• **About this task**
Your task is to repeat exactly the lines below between the line holding "Target: tent metal leg" and the line holding "Locate every instance of the player's arm", inclusive, and only those.

• **Data to use**
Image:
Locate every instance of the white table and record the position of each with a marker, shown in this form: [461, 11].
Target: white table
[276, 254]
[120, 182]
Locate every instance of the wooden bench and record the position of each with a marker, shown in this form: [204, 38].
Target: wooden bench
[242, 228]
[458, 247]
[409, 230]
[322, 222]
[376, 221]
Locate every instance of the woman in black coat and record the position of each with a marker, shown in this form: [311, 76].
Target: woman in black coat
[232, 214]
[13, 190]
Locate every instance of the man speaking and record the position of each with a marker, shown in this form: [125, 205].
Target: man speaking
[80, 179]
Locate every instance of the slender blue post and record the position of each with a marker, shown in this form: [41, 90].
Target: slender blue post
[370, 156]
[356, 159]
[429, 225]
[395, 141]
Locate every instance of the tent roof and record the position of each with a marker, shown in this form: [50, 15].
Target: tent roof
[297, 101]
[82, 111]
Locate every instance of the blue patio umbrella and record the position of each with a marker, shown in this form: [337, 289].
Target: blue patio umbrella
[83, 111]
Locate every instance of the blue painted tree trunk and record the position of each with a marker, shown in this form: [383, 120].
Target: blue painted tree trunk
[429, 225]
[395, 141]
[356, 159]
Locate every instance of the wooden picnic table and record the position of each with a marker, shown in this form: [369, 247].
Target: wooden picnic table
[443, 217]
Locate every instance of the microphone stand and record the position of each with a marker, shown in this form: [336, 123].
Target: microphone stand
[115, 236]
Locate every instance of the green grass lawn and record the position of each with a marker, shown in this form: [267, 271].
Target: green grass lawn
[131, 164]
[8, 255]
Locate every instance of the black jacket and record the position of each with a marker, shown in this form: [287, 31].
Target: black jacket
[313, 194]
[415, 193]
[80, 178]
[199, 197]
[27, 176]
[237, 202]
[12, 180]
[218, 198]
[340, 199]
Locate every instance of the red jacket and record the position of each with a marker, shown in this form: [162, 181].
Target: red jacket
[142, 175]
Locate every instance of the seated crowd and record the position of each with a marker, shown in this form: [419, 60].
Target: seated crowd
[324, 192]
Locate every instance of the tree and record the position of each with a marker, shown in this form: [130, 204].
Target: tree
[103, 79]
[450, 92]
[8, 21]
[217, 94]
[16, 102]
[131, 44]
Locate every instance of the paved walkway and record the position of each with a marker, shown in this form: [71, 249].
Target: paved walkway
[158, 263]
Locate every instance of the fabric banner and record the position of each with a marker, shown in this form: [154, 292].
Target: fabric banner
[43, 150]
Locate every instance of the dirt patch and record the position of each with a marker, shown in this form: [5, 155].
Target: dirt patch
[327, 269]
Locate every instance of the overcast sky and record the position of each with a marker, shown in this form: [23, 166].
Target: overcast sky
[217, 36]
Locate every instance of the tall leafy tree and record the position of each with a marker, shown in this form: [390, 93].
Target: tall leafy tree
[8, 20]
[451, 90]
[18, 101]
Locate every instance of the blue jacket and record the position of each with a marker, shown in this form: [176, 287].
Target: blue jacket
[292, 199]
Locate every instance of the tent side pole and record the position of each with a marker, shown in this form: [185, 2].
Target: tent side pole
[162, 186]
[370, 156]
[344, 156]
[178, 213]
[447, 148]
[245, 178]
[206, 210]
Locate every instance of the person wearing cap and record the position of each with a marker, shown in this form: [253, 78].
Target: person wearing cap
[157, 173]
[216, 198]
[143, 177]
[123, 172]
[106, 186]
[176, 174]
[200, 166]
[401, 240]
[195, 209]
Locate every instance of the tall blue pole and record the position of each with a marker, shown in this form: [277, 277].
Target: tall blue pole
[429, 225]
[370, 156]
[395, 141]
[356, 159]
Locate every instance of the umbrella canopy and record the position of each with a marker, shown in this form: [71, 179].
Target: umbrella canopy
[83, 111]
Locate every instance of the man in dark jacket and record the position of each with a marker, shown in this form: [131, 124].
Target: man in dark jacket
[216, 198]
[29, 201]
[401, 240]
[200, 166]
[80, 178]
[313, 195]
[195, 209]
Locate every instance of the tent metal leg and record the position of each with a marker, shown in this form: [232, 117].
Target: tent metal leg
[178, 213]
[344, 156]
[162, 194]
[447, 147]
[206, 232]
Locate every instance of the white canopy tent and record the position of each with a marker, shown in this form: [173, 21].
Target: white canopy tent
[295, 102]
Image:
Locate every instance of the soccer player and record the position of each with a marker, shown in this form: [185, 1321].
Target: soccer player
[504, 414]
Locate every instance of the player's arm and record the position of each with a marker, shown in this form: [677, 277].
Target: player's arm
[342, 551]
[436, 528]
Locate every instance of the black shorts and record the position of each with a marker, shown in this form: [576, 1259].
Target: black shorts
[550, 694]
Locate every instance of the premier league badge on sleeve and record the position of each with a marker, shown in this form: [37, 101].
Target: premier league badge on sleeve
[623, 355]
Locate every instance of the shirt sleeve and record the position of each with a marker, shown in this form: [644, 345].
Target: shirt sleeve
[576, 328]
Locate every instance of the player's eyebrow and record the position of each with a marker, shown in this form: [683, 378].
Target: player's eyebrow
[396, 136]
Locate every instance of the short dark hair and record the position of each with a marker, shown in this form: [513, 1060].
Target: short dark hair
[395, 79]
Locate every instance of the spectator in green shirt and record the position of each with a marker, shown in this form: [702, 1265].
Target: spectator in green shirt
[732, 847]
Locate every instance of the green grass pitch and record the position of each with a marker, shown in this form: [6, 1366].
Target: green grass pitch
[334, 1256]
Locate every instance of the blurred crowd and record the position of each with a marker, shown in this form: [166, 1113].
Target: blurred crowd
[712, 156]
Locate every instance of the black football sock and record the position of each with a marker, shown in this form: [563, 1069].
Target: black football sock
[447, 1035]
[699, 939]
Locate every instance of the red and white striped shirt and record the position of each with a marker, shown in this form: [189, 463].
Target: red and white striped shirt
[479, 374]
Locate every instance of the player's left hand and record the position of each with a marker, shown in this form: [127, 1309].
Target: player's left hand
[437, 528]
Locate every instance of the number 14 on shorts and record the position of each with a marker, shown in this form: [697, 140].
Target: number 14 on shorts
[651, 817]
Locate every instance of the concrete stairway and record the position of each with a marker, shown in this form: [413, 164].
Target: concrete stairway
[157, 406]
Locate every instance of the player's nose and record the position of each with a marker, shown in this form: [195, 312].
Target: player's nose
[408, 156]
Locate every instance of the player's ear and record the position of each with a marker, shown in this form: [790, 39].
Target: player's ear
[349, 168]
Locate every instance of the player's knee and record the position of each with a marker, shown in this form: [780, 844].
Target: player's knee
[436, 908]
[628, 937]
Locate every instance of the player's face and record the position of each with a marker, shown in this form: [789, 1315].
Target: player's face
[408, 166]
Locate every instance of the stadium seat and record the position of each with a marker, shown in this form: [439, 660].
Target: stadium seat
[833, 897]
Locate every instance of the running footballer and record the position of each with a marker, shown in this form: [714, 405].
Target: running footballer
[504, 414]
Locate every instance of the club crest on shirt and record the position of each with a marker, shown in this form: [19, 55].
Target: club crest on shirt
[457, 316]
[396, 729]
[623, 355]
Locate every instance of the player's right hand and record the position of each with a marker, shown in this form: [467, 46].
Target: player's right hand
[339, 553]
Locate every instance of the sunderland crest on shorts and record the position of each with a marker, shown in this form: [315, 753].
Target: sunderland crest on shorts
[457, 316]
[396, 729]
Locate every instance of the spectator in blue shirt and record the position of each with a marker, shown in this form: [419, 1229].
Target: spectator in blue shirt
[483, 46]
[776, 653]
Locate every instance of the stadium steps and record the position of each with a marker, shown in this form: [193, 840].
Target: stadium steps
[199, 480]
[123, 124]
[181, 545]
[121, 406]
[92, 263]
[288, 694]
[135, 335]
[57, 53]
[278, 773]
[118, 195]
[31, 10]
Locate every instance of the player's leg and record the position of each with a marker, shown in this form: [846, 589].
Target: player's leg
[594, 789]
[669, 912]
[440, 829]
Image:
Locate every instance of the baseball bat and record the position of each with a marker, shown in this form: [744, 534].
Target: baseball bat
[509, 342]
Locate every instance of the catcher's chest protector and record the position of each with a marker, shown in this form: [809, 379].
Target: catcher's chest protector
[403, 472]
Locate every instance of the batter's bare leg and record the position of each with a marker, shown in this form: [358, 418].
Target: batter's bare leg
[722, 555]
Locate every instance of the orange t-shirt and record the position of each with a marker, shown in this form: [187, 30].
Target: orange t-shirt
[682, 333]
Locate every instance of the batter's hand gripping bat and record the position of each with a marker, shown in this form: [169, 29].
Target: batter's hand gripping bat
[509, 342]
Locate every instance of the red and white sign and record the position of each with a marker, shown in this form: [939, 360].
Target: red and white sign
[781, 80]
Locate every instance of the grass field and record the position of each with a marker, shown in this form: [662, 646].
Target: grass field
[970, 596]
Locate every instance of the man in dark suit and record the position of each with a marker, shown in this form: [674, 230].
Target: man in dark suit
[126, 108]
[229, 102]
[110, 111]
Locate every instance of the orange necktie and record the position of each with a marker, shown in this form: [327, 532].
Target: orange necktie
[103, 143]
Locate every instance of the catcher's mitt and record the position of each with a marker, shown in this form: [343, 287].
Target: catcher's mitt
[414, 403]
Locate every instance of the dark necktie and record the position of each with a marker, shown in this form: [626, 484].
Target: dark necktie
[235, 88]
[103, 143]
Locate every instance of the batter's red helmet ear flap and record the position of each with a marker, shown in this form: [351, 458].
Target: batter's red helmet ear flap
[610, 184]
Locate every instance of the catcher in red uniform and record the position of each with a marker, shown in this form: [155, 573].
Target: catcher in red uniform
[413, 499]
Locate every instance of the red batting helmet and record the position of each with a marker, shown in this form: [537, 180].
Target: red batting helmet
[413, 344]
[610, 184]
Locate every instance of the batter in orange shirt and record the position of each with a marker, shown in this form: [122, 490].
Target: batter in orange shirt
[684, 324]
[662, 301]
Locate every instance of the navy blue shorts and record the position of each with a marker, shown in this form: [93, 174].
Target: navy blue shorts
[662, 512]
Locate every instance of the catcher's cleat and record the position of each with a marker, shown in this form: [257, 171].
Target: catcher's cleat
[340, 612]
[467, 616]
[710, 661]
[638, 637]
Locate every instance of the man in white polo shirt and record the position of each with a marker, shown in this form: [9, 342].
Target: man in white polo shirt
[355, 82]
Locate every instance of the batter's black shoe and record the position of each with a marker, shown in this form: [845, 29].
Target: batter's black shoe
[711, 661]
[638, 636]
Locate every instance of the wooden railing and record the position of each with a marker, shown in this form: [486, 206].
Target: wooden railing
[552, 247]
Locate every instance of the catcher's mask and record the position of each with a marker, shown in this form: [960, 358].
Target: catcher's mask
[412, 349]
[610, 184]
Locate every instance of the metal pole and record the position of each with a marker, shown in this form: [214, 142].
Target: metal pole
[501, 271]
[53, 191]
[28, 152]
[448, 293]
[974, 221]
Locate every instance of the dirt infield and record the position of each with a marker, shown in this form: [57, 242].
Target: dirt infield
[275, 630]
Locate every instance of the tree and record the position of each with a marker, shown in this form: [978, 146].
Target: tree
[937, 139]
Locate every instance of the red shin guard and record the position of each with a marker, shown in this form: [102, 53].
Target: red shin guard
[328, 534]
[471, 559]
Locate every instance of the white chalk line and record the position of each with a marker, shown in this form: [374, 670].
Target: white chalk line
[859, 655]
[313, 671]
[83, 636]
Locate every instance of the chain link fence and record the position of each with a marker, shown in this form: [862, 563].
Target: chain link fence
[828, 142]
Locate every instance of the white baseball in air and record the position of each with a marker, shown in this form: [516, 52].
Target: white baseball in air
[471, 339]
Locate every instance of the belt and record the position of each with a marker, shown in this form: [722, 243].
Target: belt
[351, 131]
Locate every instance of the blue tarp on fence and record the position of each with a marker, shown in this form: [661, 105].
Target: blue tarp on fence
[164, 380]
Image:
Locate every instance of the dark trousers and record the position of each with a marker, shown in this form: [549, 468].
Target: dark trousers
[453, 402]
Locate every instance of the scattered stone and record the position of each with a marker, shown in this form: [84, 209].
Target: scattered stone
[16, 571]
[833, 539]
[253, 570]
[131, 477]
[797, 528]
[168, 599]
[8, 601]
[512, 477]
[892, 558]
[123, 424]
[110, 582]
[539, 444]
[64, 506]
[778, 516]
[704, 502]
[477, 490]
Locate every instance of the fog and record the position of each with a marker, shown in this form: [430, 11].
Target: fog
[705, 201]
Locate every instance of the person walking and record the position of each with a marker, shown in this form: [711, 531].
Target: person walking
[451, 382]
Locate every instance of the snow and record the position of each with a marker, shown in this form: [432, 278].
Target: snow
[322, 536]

• **Task response**
Target: tent metal leg
[178, 213]
[344, 156]
[162, 194]
[447, 147]
[206, 232]
Locate every instance of the white canopy tent and record the position of each with a marker, shown in this form: [173, 21].
Target: white canopy tent
[295, 102]
Image:
Locate every instance of the soccer player and record the position of each with a marker, shown in this form: [185, 1321].
Target: soccer player
[504, 414]
Locate every instance of the player's arm and record the position of each with a marker, shown in this form: [677, 277].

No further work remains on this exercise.